(Data items)

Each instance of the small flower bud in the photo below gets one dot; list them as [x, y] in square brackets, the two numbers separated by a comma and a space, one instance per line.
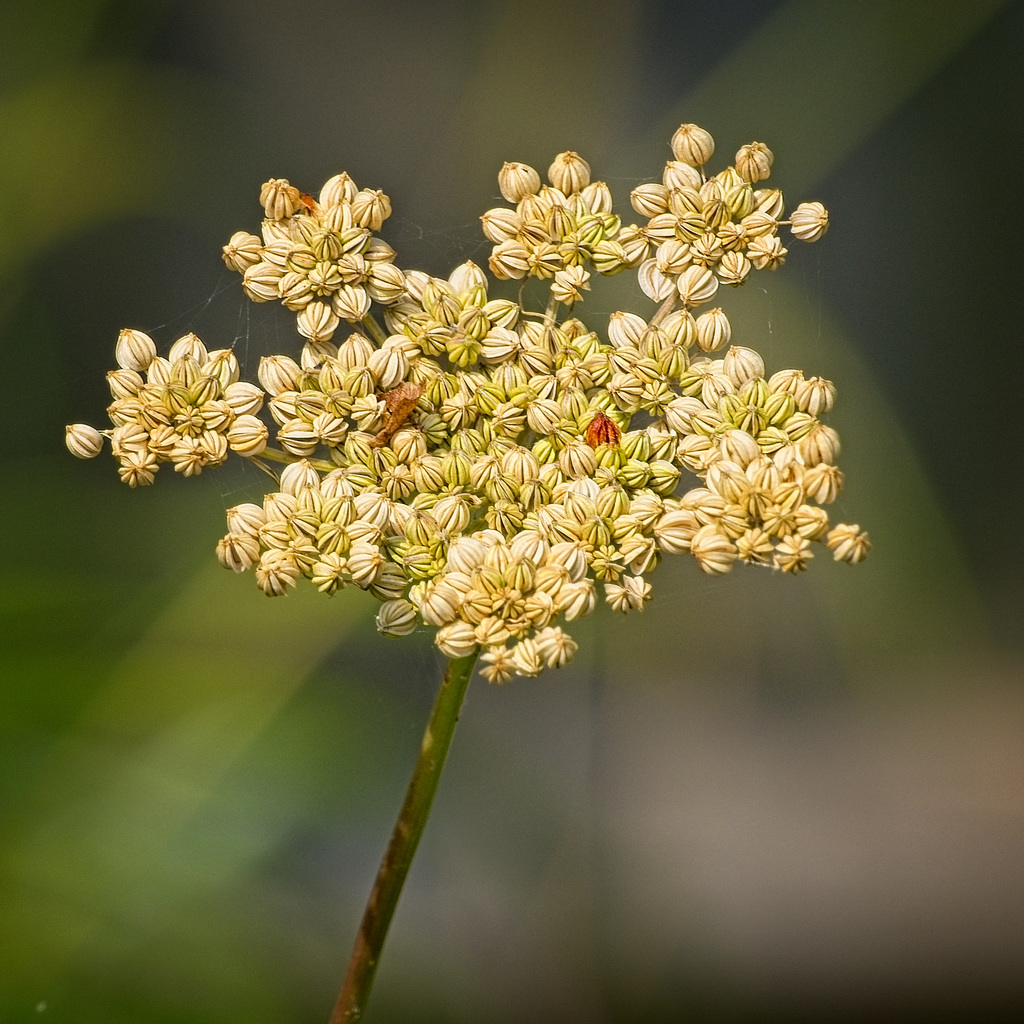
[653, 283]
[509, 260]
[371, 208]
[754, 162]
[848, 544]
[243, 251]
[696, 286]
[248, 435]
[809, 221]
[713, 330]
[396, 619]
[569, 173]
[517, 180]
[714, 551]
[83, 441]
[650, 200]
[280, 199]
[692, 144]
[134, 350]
==
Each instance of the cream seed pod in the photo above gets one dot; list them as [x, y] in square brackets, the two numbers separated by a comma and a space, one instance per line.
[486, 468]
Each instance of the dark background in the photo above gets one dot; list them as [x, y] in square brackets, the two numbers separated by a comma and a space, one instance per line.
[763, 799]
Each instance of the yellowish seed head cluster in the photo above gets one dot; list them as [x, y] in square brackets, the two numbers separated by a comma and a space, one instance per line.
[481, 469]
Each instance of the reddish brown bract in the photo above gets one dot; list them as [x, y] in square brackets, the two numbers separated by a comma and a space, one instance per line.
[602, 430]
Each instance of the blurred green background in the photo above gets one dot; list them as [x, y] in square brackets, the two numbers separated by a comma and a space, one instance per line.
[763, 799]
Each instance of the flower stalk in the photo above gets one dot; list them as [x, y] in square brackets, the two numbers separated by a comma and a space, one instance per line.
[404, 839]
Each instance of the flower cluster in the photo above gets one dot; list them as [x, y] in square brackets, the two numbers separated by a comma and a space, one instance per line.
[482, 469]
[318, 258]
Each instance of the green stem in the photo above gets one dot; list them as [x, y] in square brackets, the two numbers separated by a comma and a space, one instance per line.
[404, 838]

STATED GOAL: Which lines of the listing above contain the string "cluster"? List each of them in full.

FINAL RESULT:
Each instance of the yellowish seed head cluster in the photo above gets one dot; list them as [x, y] in square brackets, the two numbers separated by a comma and a space, one instance per line.
Each instance of the flower cluster in the photo above gets one dot; list them as [x, y] in square brackets, the two numbers separated by a comma and a space, one instance per line.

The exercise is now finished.